* _TASK DETAILS_
Revise the rows from the line that contains "Every instance of the white plastic" through the end of the rows, replacing "crate" with "basket" and leaving everything else unchanged.
** start SUPPLIED RECORDS **
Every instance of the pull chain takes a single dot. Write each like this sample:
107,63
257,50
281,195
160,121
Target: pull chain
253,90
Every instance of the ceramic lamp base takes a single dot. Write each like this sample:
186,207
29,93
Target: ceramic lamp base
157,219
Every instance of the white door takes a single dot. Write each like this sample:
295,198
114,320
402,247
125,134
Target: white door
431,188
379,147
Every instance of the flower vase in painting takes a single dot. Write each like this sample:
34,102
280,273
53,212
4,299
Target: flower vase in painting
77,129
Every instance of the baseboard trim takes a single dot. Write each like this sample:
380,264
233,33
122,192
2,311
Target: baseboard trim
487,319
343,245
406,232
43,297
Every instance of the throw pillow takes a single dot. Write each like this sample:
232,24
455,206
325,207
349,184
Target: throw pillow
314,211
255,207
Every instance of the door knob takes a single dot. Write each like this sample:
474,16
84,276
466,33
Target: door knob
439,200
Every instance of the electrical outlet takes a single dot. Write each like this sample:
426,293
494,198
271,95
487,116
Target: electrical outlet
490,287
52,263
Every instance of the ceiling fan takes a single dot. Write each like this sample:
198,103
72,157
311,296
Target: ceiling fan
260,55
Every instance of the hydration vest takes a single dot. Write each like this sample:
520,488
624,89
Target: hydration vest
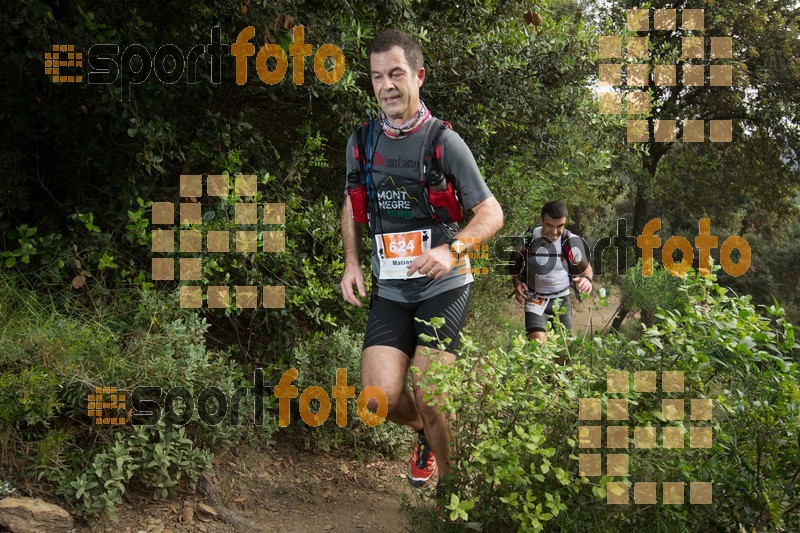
439,204
565,255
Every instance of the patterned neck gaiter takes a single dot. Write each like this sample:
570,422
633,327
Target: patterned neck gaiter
396,131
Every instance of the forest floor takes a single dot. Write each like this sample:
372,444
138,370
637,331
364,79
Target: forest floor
290,489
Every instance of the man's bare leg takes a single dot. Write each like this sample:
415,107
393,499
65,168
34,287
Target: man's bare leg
386,368
437,427
540,336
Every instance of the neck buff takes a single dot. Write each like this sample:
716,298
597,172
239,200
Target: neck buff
396,131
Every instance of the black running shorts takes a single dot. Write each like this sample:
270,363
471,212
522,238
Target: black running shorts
393,323
534,322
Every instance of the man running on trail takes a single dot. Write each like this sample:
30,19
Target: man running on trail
395,180
551,257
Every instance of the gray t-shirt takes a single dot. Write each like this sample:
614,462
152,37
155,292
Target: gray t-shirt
547,267
397,190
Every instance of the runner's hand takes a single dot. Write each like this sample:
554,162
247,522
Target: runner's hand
583,284
353,276
435,263
521,292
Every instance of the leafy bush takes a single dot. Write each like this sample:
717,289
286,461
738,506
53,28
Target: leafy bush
54,355
317,361
515,436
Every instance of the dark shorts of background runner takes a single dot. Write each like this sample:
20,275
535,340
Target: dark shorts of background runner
393,323
534,322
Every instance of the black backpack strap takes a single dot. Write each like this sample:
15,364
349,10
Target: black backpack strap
361,149
431,156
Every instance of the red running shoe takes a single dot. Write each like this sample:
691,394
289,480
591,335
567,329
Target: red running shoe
422,465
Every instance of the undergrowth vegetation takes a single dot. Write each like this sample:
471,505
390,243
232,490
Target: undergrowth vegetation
516,435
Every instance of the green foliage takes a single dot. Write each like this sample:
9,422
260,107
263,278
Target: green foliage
27,398
155,455
647,294
55,354
317,361
515,437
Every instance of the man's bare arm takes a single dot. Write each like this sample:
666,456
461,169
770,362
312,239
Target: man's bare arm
351,241
484,225
487,220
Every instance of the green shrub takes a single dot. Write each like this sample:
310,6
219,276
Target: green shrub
317,361
515,437
54,356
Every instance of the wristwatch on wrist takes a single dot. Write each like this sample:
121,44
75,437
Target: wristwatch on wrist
458,247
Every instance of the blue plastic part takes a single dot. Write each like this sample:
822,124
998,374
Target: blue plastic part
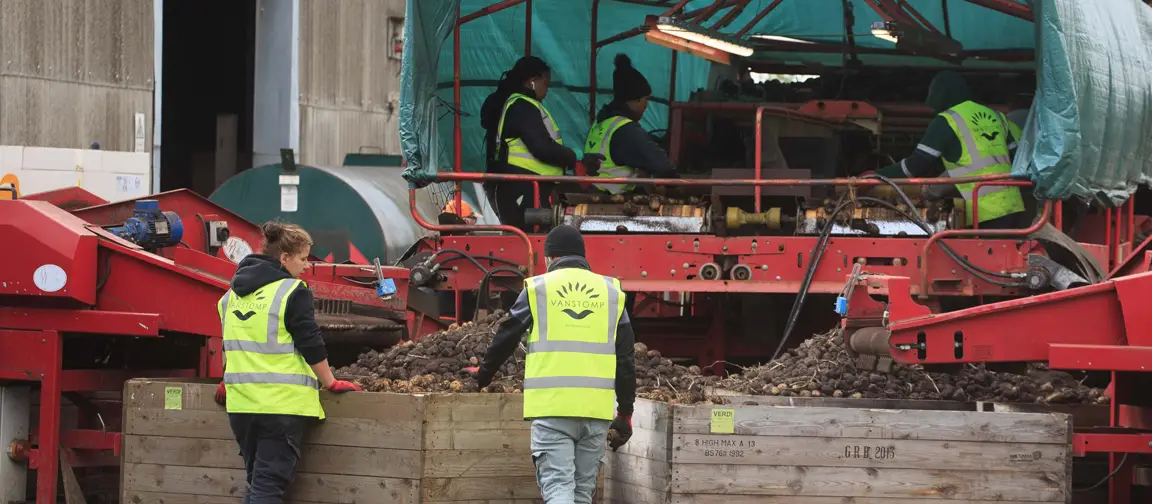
385,288
141,228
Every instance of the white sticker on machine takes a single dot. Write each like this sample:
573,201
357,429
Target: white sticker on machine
50,277
236,249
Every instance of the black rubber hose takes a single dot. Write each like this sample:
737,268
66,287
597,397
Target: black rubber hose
485,283
810,273
963,264
924,226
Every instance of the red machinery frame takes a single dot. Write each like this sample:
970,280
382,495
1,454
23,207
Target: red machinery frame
112,291
906,266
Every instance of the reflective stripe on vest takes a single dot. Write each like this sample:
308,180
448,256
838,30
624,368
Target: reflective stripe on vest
983,134
263,371
599,139
518,154
570,368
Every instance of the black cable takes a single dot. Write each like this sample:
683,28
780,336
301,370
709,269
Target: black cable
1105,480
924,226
810,273
485,283
963,264
107,272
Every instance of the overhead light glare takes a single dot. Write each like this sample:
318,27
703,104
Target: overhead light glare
698,35
883,30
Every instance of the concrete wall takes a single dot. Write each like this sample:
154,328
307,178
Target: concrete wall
349,85
73,73
111,175
76,71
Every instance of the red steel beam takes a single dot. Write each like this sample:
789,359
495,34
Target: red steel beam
122,323
1008,7
757,18
445,176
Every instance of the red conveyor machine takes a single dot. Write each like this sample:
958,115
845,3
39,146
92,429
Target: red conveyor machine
83,310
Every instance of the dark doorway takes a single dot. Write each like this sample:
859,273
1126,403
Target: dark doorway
206,92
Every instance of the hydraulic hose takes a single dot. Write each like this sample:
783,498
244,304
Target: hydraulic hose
919,221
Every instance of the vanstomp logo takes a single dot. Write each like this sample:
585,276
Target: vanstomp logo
578,300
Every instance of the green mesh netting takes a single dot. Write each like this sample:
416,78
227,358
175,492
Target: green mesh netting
1085,96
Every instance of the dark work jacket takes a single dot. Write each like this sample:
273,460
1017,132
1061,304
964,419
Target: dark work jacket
633,147
520,322
257,270
523,121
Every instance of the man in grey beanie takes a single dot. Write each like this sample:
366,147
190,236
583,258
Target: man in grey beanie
580,367
618,138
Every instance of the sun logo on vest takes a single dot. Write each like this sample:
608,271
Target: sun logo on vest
244,315
985,124
577,296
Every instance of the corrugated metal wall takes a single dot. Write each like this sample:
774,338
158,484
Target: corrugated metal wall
349,86
75,71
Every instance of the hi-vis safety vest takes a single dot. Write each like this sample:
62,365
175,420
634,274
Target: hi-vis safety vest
570,369
599,139
517,151
984,151
263,371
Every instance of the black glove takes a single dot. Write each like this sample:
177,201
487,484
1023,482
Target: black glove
622,426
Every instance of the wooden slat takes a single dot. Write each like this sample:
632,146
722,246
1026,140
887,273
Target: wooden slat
881,424
646,443
622,493
152,497
213,425
638,471
474,407
874,482
717,498
476,435
396,407
478,463
315,458
448,489
862,452
318,488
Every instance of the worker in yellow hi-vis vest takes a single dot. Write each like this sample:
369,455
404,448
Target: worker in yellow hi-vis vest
580,364
275,361
522,138
967,139
616,138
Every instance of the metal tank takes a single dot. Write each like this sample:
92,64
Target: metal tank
354,213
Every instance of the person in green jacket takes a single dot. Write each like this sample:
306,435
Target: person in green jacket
967,139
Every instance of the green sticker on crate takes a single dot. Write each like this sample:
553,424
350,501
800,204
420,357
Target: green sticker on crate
724,421
173,397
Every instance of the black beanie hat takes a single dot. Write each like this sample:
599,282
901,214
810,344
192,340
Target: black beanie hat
627,82
563,241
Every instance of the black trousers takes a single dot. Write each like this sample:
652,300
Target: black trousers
270,444
512,199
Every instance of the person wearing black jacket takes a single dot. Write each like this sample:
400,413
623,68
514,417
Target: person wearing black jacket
569,376
275,361
522,138
618,137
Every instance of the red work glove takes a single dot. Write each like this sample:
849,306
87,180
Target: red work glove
341,387
623,429
221,395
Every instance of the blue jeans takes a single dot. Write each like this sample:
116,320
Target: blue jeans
567,453
270,444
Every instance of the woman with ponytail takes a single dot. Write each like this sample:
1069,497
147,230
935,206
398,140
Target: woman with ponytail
522,138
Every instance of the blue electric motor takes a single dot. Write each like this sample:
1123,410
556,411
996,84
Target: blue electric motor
151,228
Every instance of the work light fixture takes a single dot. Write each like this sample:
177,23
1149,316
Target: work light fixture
704,36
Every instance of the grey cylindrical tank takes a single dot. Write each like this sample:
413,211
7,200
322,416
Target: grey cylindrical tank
353,212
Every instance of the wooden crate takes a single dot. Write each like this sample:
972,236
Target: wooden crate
828,455
372,448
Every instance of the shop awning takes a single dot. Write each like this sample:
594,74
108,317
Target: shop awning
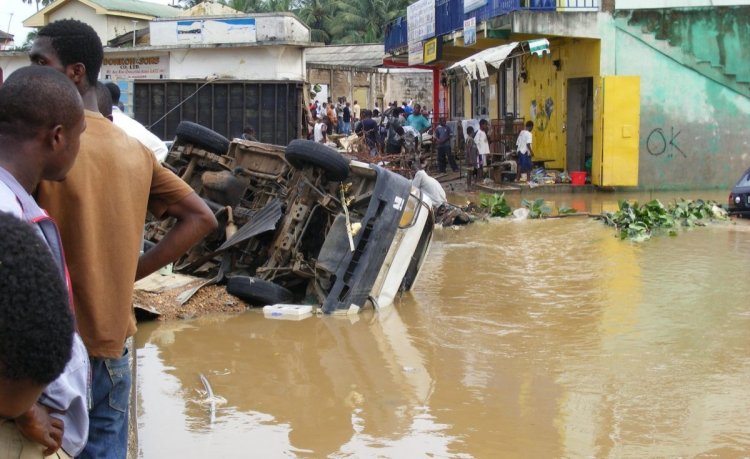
475,66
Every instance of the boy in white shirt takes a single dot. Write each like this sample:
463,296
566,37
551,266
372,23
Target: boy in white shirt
483,143
525,153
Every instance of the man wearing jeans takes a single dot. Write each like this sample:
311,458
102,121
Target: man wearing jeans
101,208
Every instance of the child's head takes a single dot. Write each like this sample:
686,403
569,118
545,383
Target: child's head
36,325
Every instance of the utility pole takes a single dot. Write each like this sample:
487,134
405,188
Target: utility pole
134,24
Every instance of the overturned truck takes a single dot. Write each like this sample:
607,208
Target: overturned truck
300,224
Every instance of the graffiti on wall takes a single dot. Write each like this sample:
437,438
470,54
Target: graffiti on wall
542,117
658,143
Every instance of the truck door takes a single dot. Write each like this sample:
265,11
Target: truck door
617,108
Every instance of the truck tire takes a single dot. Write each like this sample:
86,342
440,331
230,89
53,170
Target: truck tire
202,137
257,292
301,153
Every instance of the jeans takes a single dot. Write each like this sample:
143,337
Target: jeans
443,152
108,417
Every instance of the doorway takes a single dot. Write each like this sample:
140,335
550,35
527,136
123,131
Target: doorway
580,143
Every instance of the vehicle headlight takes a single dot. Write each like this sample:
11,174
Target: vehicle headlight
410,211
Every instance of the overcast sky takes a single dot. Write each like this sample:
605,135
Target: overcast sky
14,12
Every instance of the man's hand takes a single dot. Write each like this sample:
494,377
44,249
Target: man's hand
38,426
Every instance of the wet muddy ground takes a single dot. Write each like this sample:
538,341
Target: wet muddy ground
521,339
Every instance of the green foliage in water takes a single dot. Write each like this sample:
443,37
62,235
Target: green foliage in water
495,203
565,210
537,209
639,222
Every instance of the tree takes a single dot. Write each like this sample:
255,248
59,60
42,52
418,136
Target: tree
364,21
38,2
319,16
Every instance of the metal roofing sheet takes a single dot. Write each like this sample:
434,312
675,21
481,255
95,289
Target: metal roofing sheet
346,55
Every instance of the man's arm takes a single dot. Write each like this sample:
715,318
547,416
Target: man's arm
38,426
194,221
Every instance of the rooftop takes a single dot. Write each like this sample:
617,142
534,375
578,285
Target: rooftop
370,55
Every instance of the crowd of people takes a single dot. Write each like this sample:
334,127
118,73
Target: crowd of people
74,193
382,130
384,133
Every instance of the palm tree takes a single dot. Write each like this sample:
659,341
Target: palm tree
364,21
38,2
319,16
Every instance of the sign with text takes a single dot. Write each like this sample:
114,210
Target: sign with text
203,31
432,50
420,17
148,67
471,5
416,54
470,31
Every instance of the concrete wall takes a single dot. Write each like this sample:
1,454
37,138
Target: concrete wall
350,83
252,63
648,4
410,84
693,131
77,10
267,28
385,84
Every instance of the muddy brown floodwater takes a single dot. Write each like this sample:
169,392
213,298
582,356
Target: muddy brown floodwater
521,339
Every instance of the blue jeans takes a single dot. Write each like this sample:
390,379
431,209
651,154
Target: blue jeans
108,417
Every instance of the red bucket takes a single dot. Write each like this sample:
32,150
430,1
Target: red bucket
578,178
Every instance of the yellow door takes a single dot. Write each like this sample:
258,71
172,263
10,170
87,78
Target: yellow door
360,95
617,109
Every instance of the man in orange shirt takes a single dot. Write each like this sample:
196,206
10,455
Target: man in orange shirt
101,208
332,117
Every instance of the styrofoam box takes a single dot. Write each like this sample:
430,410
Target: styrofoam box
288,311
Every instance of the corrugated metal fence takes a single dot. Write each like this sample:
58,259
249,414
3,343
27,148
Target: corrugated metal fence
272,109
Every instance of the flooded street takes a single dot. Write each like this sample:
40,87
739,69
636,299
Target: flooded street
521,339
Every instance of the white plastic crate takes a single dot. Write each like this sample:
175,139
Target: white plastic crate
** end SUPPLIED RECORDS **
* _RESULT OF THE TASK_
Every instance of the white plastic basket takes a single dot. Write each like this sample:
175,139
Target: white plastic basket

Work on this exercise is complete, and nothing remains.